## Passage provided
-- begin --
EC2 memory hog

EC2 memory hog disrupts the state of infrastructure resources. This fault:

Induces stress on AWS EC2 instance using Amazon SSM Run command. The SSM Run command is executed using SSM documentation that is built into the fault.
Causes memory exhaustion on the EC2 instance for a specific duration.

EC2 Memory Hog

Use cases

EC2 memory hog:

Causes memory stress on the target AWS EC2 instance(s).
Simulates the situation of memory leaks in the deployment of microservices.
Simulates application slowness due to memory starvation, and noisy neighbour problems due to hogging.

Prerequisites

Kubernetes >= 1.17
The EC2 instance should be in a healthy state.
SSM agent should be installed and running on the target EC2 instance.

The Kubernetes secret should have the AWS Access Key ID and Secret Access Key credentials in the CHAOS_NAMESPACE. Below is a sample secret file:

apiVersion: v1
kind: Secret
metadata:
  name: cloud-secret
type: Opaque
stringData:
  cloud_config.yml: |-
    # Add the cloud AWS credentials respectively
    [default]
    aws_access_key_id = XXXXXXXXXXXXXXXXXXX
    aws_secret_access_key = XXXXXXXXXXXXXXXXXXXXXXXXXXXXXXXXXXXX

tip

HCE recommends that you use the same secret name, that is, cloud-secret. Otherwise, you will need to update the AWS_SHARED_CREDENTIALS_FILE environment variable in the fault template with the new secret name and you won't be able to use the default health check probes.

Below is an example AWS policy to execute the fault.

{
    "Version": "2012-10-17",
    "Statement": [
        {
            "Effect": "Allow",
            "Action": [
                "ssm:GetDocument",
                "ssm:DescribeDocument",
                "ssm:GetParameter",
                "ssm:GetParameters",
                "ssm:SendCommand",
                "ssm:CancelCommand",
                "ssm:CreateDocument",
                "ssm:DeleteDocument",
                "ssm:GetCommandInvocation",
                "ssm:UpdateInstanceInformation",
                "ssm:DescribeInstanceInformation"
            ],
            "Resource": "*"
        },
        {
            "Effect": "Allow",
            "Action": [
                "ec2messages:AcknowledgeMessage",
                "ec2messages:DeleteMessage",
                "ec2messages:FailMessage",
                "ec2messages:GetEndpoint",
                "ec2messages:GetMessages",
                "ec2messages:SendReply"
            ],
            "Resource": "*"
        },
        {
            "Effect": "Allow",
            "Action": [
                "ec2:DescribeInstanceStatus",
                "ec2:DescribeInstances"
            ],
            "Resource": [
                "*"
            ]
        }
    ]
}

note

Go to AWS named profile for chaos to use a different profile for AWS faults, and the superset permission/policy to execute all AWS faults.

Mandatory tunables

Tunable	Description	Notes
EC2_INSTANCE_ID	ID of the target EC2 instance.	For example, `i-044d3cb4b03b8af1f`. For more information, go to EC2 instance ID.
-- end --
## Information given
-- begin --
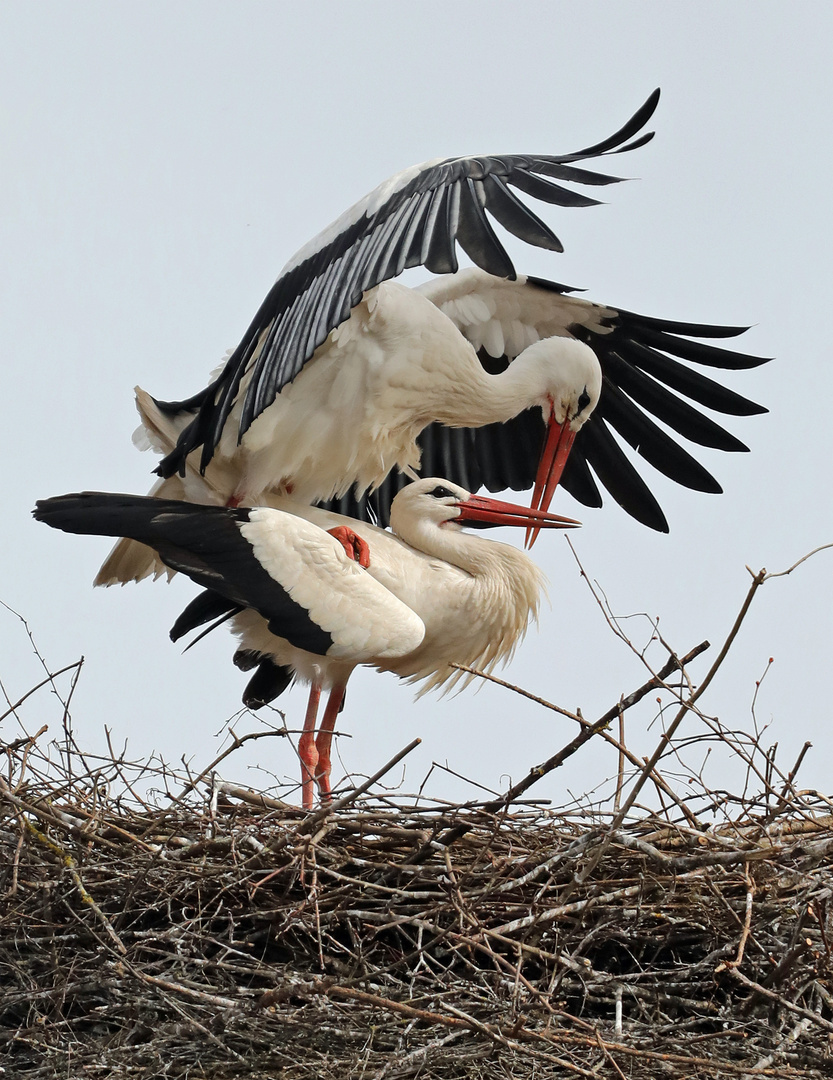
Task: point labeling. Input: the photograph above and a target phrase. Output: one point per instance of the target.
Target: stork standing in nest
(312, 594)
-- end --
-- begin --
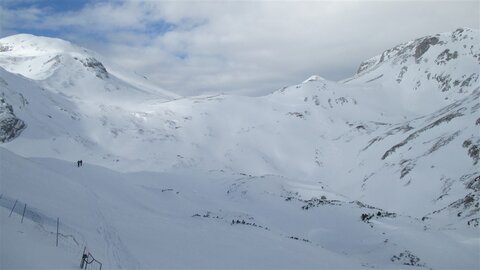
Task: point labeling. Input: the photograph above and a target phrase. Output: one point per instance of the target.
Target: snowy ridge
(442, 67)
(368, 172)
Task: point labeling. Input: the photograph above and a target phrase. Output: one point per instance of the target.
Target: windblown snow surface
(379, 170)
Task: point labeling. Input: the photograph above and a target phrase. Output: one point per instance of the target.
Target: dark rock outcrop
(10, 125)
-- end --
-- begin --
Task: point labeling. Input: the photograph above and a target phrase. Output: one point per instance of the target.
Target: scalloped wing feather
-- end --
## Prompt 1
In the EC2 memory hog page, what secret name does HCE recommend using?
## Prompt 2
From the EC2 memory hog page, copy the stretch from "Induces stress on" through "a specific duration.", word for word.

## Worked answer 1
cloud-secret

## Worked answer 2
Induces stress on AWS EC2 instance using Amazon SSM Run command. The SSM Run command is executed using SSM documentation that is built into the fault.
Causes memory exhaustion on the EC2 instance for a specific duration.